▶ [TASK GOAL] Select each line in the records that contains the word "napkin" and copy those lines. Case matters.

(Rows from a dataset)
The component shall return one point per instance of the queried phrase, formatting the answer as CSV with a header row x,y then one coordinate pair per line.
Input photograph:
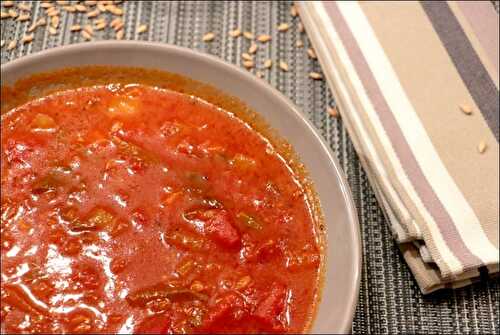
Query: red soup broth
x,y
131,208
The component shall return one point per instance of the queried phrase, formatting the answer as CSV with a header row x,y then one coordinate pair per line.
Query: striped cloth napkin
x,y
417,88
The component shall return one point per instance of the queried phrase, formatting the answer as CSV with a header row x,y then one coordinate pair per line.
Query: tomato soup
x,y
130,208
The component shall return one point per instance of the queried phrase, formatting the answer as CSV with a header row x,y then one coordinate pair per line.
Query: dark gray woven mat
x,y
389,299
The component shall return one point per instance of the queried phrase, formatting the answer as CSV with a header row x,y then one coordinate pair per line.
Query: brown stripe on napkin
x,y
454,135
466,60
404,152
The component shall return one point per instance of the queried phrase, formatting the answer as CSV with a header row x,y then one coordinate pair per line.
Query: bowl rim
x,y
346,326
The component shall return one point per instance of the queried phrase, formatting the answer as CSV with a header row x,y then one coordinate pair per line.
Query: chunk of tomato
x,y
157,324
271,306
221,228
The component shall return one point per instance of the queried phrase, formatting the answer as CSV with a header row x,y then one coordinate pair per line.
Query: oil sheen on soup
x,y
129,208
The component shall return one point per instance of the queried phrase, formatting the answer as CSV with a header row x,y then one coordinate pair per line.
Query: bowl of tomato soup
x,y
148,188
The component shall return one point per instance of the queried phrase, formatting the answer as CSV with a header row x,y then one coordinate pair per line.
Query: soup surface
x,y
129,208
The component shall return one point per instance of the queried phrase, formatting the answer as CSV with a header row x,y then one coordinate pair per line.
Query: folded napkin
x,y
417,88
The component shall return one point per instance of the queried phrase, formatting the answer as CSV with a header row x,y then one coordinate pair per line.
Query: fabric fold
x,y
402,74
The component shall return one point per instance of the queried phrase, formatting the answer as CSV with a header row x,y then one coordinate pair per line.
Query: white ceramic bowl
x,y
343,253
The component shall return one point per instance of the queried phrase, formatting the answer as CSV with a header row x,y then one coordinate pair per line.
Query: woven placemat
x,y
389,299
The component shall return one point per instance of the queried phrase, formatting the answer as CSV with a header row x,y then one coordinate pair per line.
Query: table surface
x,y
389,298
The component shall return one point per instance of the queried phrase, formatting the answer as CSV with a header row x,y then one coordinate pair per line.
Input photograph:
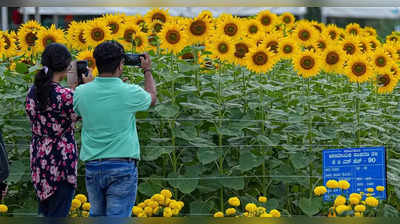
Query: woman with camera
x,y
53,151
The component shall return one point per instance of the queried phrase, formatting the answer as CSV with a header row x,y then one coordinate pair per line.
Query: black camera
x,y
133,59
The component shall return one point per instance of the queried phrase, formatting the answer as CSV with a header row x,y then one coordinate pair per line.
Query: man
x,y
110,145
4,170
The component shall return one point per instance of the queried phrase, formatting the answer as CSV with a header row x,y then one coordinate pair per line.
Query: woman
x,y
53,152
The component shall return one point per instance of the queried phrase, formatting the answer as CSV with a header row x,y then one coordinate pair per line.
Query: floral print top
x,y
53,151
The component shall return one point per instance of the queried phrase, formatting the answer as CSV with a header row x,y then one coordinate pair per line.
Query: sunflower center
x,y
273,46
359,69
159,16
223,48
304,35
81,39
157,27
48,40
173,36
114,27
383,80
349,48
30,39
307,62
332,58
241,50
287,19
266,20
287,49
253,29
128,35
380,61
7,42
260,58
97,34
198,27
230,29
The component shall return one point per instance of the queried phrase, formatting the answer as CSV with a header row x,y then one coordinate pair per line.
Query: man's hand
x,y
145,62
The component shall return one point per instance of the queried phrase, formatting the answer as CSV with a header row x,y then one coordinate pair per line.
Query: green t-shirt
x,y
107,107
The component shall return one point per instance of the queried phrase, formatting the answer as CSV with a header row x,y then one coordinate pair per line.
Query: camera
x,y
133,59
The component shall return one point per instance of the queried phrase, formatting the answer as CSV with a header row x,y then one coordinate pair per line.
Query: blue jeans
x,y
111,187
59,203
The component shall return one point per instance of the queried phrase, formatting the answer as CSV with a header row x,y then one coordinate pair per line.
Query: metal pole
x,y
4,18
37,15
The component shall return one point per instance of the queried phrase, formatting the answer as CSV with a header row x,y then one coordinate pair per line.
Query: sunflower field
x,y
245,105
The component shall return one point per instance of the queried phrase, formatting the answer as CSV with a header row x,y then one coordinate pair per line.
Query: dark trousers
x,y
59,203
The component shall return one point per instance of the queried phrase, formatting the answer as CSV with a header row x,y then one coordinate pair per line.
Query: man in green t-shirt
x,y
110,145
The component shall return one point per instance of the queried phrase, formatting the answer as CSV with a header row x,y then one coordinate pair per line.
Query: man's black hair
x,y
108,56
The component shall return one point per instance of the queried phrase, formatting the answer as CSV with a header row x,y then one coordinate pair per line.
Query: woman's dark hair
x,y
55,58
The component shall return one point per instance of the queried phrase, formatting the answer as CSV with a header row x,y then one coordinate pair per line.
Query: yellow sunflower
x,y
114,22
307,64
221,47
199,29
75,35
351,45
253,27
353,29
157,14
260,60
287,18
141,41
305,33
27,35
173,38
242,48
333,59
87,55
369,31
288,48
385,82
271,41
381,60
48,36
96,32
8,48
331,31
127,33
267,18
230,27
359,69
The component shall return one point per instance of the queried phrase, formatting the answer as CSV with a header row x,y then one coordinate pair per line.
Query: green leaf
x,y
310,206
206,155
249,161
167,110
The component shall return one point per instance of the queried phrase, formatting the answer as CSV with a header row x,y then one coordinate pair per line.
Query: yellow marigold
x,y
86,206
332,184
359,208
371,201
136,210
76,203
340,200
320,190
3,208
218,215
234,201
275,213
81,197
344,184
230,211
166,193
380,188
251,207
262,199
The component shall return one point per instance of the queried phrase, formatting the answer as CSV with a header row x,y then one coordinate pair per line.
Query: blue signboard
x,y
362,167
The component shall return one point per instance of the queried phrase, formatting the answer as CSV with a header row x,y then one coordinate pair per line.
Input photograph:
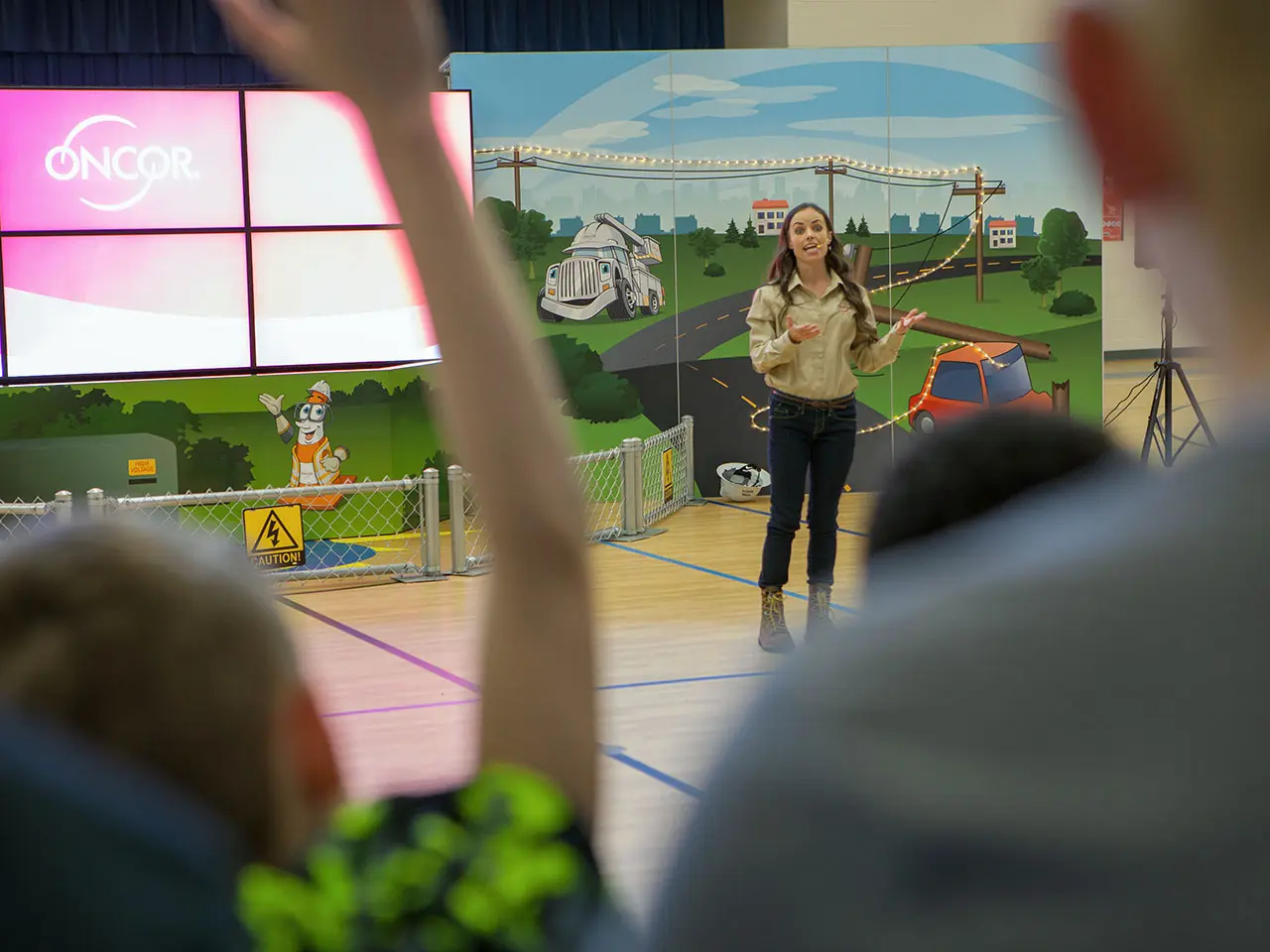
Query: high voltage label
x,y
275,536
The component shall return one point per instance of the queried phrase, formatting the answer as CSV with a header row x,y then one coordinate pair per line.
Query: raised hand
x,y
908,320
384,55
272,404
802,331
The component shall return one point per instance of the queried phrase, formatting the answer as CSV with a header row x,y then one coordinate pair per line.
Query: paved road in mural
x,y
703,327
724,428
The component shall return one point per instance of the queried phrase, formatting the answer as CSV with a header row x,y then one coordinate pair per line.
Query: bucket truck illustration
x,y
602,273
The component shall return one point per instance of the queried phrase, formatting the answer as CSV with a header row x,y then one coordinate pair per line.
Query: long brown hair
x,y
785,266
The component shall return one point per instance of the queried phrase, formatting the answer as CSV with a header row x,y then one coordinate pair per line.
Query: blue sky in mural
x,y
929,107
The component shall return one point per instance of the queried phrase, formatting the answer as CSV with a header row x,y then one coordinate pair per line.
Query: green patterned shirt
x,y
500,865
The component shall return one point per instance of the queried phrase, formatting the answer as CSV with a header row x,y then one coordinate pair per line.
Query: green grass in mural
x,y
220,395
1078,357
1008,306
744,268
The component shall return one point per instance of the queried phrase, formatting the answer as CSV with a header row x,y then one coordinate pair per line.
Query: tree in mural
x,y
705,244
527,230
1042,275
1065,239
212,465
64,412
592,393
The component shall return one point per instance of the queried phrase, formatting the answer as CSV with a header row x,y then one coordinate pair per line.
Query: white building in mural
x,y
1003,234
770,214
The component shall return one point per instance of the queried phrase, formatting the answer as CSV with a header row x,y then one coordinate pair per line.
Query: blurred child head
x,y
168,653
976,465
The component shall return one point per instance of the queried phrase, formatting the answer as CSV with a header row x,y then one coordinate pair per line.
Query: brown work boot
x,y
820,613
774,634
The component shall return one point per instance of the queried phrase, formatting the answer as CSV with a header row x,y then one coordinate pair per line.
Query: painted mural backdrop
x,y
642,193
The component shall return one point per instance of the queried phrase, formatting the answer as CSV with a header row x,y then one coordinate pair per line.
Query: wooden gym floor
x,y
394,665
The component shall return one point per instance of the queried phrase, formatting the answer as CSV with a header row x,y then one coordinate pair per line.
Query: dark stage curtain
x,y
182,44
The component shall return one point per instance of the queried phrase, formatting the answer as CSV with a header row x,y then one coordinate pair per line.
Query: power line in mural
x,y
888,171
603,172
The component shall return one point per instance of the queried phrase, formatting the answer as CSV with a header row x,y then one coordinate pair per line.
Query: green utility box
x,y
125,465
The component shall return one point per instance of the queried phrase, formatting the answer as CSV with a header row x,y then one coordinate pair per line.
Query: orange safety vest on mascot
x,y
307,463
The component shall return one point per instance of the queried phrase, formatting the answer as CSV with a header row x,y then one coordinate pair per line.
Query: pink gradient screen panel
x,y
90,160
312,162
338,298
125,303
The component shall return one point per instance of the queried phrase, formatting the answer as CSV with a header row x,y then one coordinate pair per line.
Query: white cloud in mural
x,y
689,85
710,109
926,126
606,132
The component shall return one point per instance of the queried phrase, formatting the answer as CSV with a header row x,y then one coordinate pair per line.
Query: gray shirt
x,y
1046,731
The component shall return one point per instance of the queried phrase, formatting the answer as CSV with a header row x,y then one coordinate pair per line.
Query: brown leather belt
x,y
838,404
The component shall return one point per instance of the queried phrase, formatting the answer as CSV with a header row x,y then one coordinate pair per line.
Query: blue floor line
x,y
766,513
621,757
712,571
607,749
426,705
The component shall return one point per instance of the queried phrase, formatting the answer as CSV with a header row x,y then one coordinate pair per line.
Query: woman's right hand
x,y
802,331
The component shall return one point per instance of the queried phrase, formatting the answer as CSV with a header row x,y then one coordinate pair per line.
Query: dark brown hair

▶ [THE ANSWER]
Query: striped cloth napkin
Query: brown stripe on napkin
Query: folded napkin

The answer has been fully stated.